Please set out the items below as a numbered list, leaving out blank lines, beginning at the line that contains "Point out the brown" and continuing through the last item.

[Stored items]
<<<<
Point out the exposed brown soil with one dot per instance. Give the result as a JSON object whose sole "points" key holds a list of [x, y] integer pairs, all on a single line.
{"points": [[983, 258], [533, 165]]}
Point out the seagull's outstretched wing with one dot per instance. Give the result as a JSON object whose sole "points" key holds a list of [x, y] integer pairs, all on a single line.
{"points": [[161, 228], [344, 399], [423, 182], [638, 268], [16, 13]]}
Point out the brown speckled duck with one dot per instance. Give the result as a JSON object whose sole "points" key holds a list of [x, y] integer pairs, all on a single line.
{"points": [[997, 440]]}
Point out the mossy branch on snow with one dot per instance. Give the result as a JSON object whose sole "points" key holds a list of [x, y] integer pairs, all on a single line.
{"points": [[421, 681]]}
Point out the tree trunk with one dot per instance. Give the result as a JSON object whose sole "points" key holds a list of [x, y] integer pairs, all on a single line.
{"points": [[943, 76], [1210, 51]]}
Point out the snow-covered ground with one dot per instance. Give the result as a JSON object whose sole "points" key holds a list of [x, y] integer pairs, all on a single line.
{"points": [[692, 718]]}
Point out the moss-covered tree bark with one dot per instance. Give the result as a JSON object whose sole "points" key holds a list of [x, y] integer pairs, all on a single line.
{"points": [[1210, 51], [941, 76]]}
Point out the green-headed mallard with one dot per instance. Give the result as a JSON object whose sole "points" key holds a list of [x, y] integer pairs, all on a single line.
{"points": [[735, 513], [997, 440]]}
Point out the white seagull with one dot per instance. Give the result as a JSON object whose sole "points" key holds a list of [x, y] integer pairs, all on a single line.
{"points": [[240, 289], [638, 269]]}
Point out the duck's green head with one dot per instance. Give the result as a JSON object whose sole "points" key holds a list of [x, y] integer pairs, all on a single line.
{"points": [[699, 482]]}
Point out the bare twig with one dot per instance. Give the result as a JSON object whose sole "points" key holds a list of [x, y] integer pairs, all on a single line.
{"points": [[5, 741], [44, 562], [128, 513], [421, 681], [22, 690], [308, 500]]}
>>>>
▶ [RESULT BELOW]
1. Point out the brown speckled duck with one dot per instance. Give the result as a JSON object whose sole "points" key holds a list of [x, y] integer pairs, all on a single line.
2. {"points": [[997, 440]]}
3. Point out the mossy branch on snow with one dot per instance. Give the result as a JSON object whose sole "points" key holds a list of [x, y] integer pairs, all on a single line.
4. {"points": [[421, 681]]}
5. Point out the tree trunk with one dot per instance. Give the result as a JSON object whose sole "points" key holds a list of [x, y] integer pairs, all on a single line.
6. {"points": [[943, 76], [1210, 51]]}
7. Point out the snow-covered ground with one dot per instance. Give the result as a JSON object whose sole "points" key holds a list of [x, y] integer pairs, all on a single line.
8. {"points": [[692, 718]]}
9. Point out the moss-covered tree bark with one dot per instance. Give the result as a JSON object whose sole "points" key holds a list of [x, y] integer pairs, all on a single line.
10. {"points": [[1210, 51], [941, 76]]}
11. Point out the green-headed mallard with one dot per instance. Give the result as a JSON object whose sole "points" key holds a list of [x, y] integer pairs, all on a single line.
12. {"points": [[735, 513], [997, 440]]}
13. Point out the white seagull with one dot per instance. Give the result as a JSON object whose sole "points" key holds a list of [x, y] integer pairs, all on a single line.
14. {"points": [[240, 289], [638, 269]]}
15. Point out the duck's green head with one dot per instance. Give the result as a JSON object whose sole "points" key holds a list of [x, y] integer pairs, all on a single line.
16. {"points": [[699, 482]]}
17. Point out the bare twig with one dot per instance. Give the result as a JSON object whose sole "points" key holds a list of [x, y] integer pairs, all on a single line.
18. {"points": [[5, 741], [44, 562], [128, 513], [421, 681], [22, 690], [308, 500]]}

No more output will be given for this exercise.